Indoor arena in Tenerife, Spain

Pabellón Insular Santiago Martín is an indoor arena that is located in San Cristóbal de La Laguna, Tenerife, Spain. It is primarily used for basketball games, and is the home arena of the Spanish professional basketball club, Iberostar Tenerife of the Liga ACB.

The venue is nicknamed La Hamburguesa (The Hamburger), as the exterior design resembles a hamburger bun.

==Structure and features==
The Pabellón Insular Santiago Martín can hold 5,100 people for basketball games, and it offers 2,000 square meters of floor space. The facilities remain open all year long, without interruption.

The pavilion also provides the following facilities for athletic use: 5 large locker rooms and 4 "double" locker rooms. Additionally, a gymnasium, infirmary, video and press room are available as well as a rehab room for athletes.

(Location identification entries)
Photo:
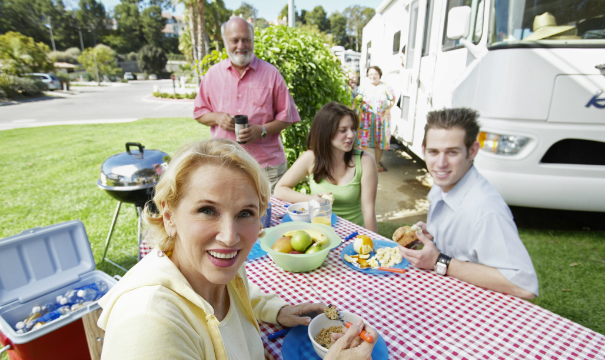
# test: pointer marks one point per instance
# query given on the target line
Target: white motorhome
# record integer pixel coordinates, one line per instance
(535, 70)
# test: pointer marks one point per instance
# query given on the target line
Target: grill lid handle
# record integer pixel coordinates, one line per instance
(141, 147)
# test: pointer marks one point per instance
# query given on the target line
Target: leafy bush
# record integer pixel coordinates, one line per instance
(69, 56)
(213, 58)
(312, 73)
(63, 79)
(151, 59)
(104, 58)
(13, 86)
(20, 54)
(177, 96)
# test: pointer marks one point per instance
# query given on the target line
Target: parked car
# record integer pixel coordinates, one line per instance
(49, 79)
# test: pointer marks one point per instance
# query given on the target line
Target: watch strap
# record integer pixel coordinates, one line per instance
(444, 259)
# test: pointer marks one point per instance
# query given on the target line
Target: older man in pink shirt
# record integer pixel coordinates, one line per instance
(246, 85)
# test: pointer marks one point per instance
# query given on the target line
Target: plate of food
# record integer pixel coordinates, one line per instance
(366, 255)
(298, 346)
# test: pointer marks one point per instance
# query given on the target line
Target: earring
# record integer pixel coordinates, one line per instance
(162, 252)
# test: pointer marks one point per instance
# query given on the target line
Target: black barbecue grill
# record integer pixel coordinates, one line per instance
(131, 177)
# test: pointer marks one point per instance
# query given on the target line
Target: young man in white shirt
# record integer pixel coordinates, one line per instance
(470, 234)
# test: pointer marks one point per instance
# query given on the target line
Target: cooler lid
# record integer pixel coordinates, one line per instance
(39, 260)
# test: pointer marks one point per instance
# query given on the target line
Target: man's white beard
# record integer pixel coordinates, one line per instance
(240, 60)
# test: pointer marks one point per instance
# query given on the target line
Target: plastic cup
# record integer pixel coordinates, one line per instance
(320, 211)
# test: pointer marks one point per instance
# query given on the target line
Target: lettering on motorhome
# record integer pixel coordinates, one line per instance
(596, 101)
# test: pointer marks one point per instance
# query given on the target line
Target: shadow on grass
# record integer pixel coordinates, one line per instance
(549, 219)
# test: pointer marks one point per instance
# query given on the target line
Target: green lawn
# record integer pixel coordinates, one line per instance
(49, 176)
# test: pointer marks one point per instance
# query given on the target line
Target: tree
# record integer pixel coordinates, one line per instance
(312, 74)
(91, 17)
(152, 24)
(318, 17)
(151, 59)
(117, 42)
(201, 29)
(246, 10)
(31, 18)
(297, 19)
(20, 54)
(358, 17)
(129, 24)
(216, 15)
(101, 58)
(69, 56)
(338, 27)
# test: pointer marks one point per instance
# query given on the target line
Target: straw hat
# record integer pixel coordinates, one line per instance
(545, 26)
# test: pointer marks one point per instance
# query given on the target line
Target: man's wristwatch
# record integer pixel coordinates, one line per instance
(443, 261)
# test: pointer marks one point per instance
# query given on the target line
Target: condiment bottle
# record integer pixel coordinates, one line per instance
(241, 122)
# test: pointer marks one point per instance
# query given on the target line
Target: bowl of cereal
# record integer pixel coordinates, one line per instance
(321, 328)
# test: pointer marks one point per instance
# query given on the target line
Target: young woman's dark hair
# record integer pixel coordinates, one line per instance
(323, 130)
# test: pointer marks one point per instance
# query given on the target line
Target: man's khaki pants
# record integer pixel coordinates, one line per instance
(275, 173)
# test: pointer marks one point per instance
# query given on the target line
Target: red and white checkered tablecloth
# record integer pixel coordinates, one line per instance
(421, 315)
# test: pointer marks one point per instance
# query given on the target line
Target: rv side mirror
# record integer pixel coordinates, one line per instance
(458, 22)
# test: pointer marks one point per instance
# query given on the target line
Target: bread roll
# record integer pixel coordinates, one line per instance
(406, 235)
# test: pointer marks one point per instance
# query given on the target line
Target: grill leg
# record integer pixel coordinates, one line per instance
(113, 224)
(139, 211)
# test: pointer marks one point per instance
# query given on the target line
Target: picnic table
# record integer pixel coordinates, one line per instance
(422, 315)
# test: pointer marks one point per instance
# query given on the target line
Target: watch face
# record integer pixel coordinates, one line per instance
(440, 268)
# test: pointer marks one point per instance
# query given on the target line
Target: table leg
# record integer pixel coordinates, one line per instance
(140, 238)
(94, 334)
(113, 224)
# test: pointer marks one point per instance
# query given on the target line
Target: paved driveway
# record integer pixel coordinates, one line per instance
(123, 102)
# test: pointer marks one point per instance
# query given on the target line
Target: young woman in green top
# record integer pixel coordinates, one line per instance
(334, 166)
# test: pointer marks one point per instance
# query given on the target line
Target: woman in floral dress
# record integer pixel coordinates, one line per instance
(375, 125)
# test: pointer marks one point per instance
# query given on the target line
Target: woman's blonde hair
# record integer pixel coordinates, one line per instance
(170, 188)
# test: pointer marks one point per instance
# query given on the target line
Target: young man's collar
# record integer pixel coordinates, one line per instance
(456, 194)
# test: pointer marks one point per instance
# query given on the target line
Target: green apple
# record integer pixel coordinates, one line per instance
(301, 240)
(313, 249)
(282, 245)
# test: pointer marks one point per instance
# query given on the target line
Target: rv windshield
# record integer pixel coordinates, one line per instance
(547, 23)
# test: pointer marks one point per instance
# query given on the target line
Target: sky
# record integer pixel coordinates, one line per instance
(269, 9)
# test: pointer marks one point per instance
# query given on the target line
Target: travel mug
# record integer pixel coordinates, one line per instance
(241, 122)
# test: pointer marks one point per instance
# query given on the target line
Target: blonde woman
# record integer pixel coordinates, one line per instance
(190, 298)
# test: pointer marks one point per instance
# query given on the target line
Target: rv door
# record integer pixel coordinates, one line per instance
(404, 127)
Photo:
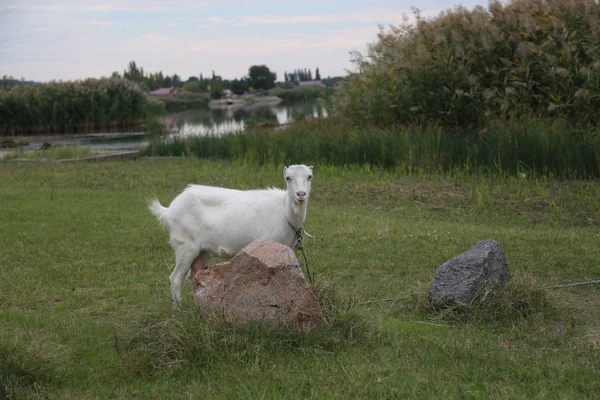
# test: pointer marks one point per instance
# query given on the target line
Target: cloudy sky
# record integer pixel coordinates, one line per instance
(43, 40)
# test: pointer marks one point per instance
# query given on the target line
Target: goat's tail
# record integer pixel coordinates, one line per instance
(159, 212)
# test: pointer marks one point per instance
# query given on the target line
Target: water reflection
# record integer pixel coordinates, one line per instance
(235, 119)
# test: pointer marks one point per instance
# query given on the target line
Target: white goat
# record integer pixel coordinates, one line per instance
(206, 221)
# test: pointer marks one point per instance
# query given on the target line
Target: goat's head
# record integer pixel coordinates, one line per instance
(298, 179)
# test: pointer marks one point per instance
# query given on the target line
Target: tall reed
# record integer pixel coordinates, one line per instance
(463, 67)
(523, 146)
(79, 106)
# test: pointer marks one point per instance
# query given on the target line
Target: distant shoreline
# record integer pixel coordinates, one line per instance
(244, 101)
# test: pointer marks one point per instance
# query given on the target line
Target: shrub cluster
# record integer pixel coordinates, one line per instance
(518, 58)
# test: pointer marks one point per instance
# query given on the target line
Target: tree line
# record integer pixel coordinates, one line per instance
(259, 78)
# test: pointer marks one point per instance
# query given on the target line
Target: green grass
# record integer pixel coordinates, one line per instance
(85, 309)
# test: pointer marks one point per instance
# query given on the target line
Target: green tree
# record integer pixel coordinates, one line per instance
(261, 77)
(134, 73)
(216, 89)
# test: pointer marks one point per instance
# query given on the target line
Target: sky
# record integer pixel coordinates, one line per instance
(45, 40)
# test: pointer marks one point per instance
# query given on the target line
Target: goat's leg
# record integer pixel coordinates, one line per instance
(184, 256)
(199, 263)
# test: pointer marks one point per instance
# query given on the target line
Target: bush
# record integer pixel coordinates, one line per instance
(521, 58)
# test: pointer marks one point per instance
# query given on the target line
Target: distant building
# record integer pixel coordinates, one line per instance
(311, 84)
(162, 91)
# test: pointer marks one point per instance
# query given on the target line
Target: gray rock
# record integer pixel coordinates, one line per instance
(263, 282)
(457, 281)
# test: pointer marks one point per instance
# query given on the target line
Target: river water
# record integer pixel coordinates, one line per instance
(192, 122)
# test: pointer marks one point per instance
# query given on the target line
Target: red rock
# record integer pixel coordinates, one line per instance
(263, 282)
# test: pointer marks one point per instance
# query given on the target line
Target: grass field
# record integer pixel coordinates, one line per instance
(85, 308)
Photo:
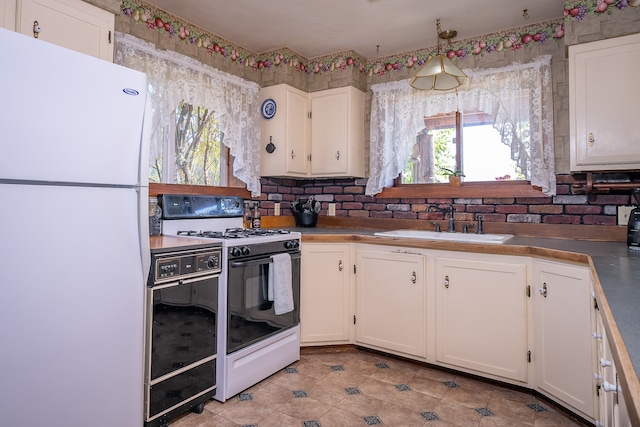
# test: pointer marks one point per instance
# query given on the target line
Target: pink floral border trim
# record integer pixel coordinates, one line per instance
(157, 20)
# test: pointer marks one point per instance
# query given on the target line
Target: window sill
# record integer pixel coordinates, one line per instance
(466, 190)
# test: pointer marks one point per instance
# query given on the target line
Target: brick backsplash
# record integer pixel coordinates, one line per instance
(348, 195)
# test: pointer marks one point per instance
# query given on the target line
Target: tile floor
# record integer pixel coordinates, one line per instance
(354, 387)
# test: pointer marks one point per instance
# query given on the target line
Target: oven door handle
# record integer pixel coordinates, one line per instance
(261, 261)
(179, 282)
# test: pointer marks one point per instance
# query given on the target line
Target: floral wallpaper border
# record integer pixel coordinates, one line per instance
(157, 20)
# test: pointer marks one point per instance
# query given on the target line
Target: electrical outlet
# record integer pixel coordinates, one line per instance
(623, 214)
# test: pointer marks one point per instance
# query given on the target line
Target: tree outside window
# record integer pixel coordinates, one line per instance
(195, 152)
(480, 154)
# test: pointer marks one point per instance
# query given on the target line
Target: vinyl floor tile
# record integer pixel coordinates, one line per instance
(360, 388)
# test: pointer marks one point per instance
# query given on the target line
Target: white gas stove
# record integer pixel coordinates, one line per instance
(253, 342)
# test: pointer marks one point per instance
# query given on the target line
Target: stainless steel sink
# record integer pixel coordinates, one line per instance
(449, 237)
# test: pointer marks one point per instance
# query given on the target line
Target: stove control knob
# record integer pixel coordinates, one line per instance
(212, 262)
(291, 244)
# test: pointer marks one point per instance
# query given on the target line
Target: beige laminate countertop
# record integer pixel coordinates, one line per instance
(617, 284)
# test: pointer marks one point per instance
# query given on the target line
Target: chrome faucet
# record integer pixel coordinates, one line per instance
(451, 228)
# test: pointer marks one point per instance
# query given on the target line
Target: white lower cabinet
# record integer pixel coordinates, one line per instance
(564, 355)
(390, 302)
(482, 315)
(518, 319)
(326, 294)
(612, 411)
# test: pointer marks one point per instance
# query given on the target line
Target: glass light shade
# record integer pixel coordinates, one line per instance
(438, 73)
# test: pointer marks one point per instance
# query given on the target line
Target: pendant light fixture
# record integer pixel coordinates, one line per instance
(439, 72)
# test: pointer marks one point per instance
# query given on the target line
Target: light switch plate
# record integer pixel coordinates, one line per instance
(623, 214)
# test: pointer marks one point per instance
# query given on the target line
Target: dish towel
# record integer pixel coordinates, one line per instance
(280, 290)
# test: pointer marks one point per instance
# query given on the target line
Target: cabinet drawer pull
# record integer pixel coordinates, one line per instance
(604, 362)
(36, 29)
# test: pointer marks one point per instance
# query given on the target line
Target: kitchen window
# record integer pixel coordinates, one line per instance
(179, 83)
(192, 153)
(460, 142)
(509, 107)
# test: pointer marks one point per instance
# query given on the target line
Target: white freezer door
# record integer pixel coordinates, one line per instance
(68, 117)
(71, 317)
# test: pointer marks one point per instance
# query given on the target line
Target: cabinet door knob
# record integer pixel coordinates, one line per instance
(608, 387)
(543, 290)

• _PROBLEMS AND TASKS_
**A)** According to the text about the arena in Tenerife, how many people can the Pabellón Insular Santiago Martín hold for basketball games?
**B)** Copy the part of the text about the arena in Tenerife between "The pavilion also" and "room for athletes.", inclusive.

• _ANSWER LIST_
**A)** 5,100 people

**B)**
The pavilion also provides the following facilities for athletic use: 5 large locker rooms and 4 "double" locker rooms. Additionally, a gymnasium, infirmary, video and press room are available as well as a rehab room for athletes.